- THE REQUEST:
Can you collect and copy every line in the items below that contains the word "branch"?

[Begin]

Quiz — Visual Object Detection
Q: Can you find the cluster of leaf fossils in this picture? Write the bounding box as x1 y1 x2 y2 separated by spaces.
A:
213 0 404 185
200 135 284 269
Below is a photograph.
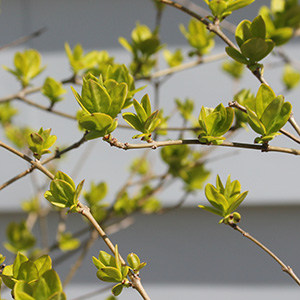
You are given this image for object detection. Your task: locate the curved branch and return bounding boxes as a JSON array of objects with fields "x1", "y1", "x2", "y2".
[{"x1": 228, "y1": 224, "x2": 300, "y2": 285}]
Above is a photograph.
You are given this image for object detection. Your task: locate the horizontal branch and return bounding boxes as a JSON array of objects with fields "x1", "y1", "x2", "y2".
[{"x1": 103, "y1": 136, "x2": 300, "y2": 155}]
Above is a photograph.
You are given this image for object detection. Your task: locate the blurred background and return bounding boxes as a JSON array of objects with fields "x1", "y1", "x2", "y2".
[{"x1": 0, "y1": 0, "x2": 300, "y2": 300}]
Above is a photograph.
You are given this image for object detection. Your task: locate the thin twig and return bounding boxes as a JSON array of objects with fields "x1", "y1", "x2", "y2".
[
  {"x1": 63, "y1": 230, "x2": 98, "y2": 287},
  {"x1": 0, "y1": 141, "x2": 54, "y2": 180},
  {"x1": 228, "y1": 101, "x2": 300, "y2": 144},
  {"x1": 0, "y1": 133, "x2": 87, "y2": 191},
  {"x1": 103, "y1": 137, "x2": 300, "y2": 155},
  {"x1": 228, "y1": 224, "x2": 300, "y2": 285},
  {"x1": 77, "y1": 202, "x2": 150, "y2": 300}
]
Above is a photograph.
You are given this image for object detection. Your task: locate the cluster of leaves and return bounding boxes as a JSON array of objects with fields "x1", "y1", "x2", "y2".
[
  {"x1": 204, "y1": 0, "x2": 255, "y2": 21},
  {"x1": 3, "y1": 221, "x2": 36, "y2": 254},
  {"x1": 83, "y1": 182, "x2": 108, "y2": 222},
  {"x1": 199, "y1": 175, "x2": 248, "y2": 224},
  {"x1": 41, "y1": 77, "x2": 67, "y2": 107},
  {"x1": 246, "y1": 84, "x2": 292, "y2": 144},
  {"x1": 72, "y1": 65, "x2": 143, "y2": 140},
  {"x1": 198, "y1": 103, "x2": 234, "y2": 145},
  {"x1": 28, "y1": 127, "x2": 56, "y2": 159},
  {"x1": 119, "y1": 23, "x2": 163, "y2": 77},
  {"x1": 0, "y1": 253, "x2": 66, "y2": 300},
  {"x1": 93, "y1": 245, "x2": 146, "y2": 296},
  {"x1": 4, "y1": 49, "x2": 45, "y2": 88},
  {"x1": 226, "y1": 16, "x2": 275, "y2": 71},
  {"x1": 161, "y1": 145, "x2": 210, "y2": 192},
  {"x1": 122, "y1": 94, "x2": 161, "y2": 142},
  {"x1": 259, "y1": 0, "x2": 300, "y2": 46},
  {"x1": 44, "y1": 171, "x2": 84, "y2": 212}
]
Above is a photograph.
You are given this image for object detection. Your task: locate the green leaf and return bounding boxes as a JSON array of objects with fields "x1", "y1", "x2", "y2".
[
  {"x1": 50, "y1": 179, "x2": 75, "y2": 207},
  {"x1": 246, "y1": 107, "x2": 266, "y2": 135},
  {"x1": 54, "y1": 171, "x2": 76, "y2": 190},
  {"x1": 34, "y1": 255, "x2": 52, "y2": 276},
  {"x1": 205, "y1": 184, "x2": 228, "y2": 213},
  {"x1": 255, "y1": 83, "x2": 276, "y2": 119},
  {"x1": 234, "y1": 20, "x2": 252, "y2": 47},
  {"x1": 13, "y1": 281, "x2": 36, "y2": 300},
  {"x1": 107, "y1": 82, "x2": 128, "y2": 118},
  {"x1": 111, "y1": 283, "x2": 123, "y2": 296},
  {"x1": 97, "y1": 267, "x2": 123, "y2": 282},
  {"x1": 241, "y1": 38, "x2": 275, "y2": 62},
  {"x1": 122, "y1": 113, "x2": 144, "y2": 132},
  {"x1": 250, "y1": 16, "x2": 266, "y2": 39},
  {"x1": 225, "y1": 47, "x2": 249, "y2": 65},
  {"x1": 17, "y1": 260, "x2": 39, "y2": 283}
]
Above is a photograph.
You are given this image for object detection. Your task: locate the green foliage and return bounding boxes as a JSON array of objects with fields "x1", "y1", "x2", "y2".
[
  {"x1": 198, "y1": 103, "x2": 234, "y2": 145},
  {"x1": 65, "y1": 43, "x2": 99, "y2": 75},
  {"x1": 3, "y1": 49, "x2": 46, "y2": 87},
  {"x1": 119, "y1": 23, "x2": 163, "y2": 76},
  {"x1": 179, "y1": 19, "x2": 215, "y2": 56},
  {"x1": 163, "y1": 49, "x2": 183, "y2": 68},
  {"x1": 93, "y1": 245, "x2": 130, "y2": 296},
  {"x1": 27, "y1": 127, "x2": 56, "y2": 159},
  {"x1": 0, "y1": 253, "x2": 66, "y2": 300},
  {"x1": 161, "y1": 145, "x2": 210, "y2": 192},
  {"x1": 204, "y1": 0, "x2": 255, "y2": 21},
  {"x1": 41, "y1": 77, "x2": 67, "y2": 105},
  {"x1": 83, "y1": 181, "x2": 108, "y2": 222},
  {"x1": 3, "y1": 221, "x2": 36, "y2": 253},
  {"x1": 0, "y1": 102, "x2": 18, "y2": 126},
  {"x1": 282, "y1": 64, "x2": 300, "y2": 90},
  {"x1": 222, "y1": 60, "x2": 245, "y2": 79},
  {"x1": 246, "y1": 84, "x2": 292, "y2": 144},
  {"x1": 127, "y1": 252, "x2": 147, "y2": 275},
  {"x1": 122, "y1": 94, "x2": 161, "y2": 142},
  {"x1": 44, "y1": 171, "x2": 84, "y2": 212},
  {"x1": 22, "y1": 196, "x2": 41, "y2": 213},
  {"x1": 226, "y1": 16, "x2": 275, "y2": 70},
  {"x1": 259, "y1": 0, "x2": 300, "y2": 46},
  {"x1": 104, "y1": 65, "x2": 146, "y2": 109},
  {"x1": 5, "y1": 124, "x2": 33, "y2": 149},
  {"x1": 233, "y1": 89, "x2": 255, "y2": 128},
  {"x1": 71, "y1": 75, "x2": 128, "y2": 140},
  {"x1": 199, "y1": 175, "x2": 248, "y2": 224}
]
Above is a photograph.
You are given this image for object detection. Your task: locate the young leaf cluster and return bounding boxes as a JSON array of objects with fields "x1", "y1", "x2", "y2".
[
  {"x1": 119, "y1": 23, "x2": 163, "y2": 76},
  {"x1": 72, "y1": 75, "x2": 128, "y2": 140},
  {"x1": 3, "y1": 49, "x2": 46, "y2": 88},
  {"x1": 246, "y1": 83, "x2": 292, "y2": 144},
  {"x1": 27, "y1": 127, "x2": 56, "y2": 159},
  {"x1": 199, "y1": 175, "x2": 248, "y2": 224},
  {"x1": 122, "y1": 94, "x2": 161, "y2": 142},
  {"x1": 93, "y1": 245, "x2": 130, "y2": 296},
  {"x1": 0, "y1": 253, "x2": 66, "y2": 300},
  {"x1": 198, "y1": 103, "x2": 234, "y2": 145},
  {"x1": 226, "y1": 16, "x2": 275, "y2": 71},
  {"x1": 44, "y1": 171, "x2": 84, "y2": 212},
  {"x1": 41, "y1": 77, "x2": 67, "y2": 106},
  {"x1": 3, "y1": 221, "x2": 36, "y2": 254}
]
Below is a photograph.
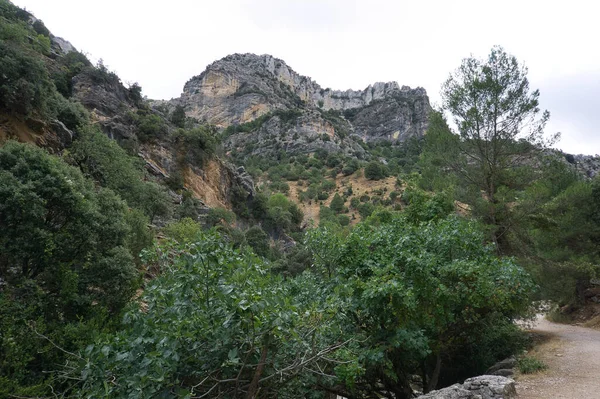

[End]

- RESULT BELOW:
You are given this image for object detection. Your task: locate the curved branch and return bounding boxes as a JSON array of objects with fields "x1", "y1", "x2", "y2".
You are given this image for object detection. Your task: locate the horizontal branch and return bounding boxes as a JSON array of objects with fields "x1", "y1", "x2", "y2".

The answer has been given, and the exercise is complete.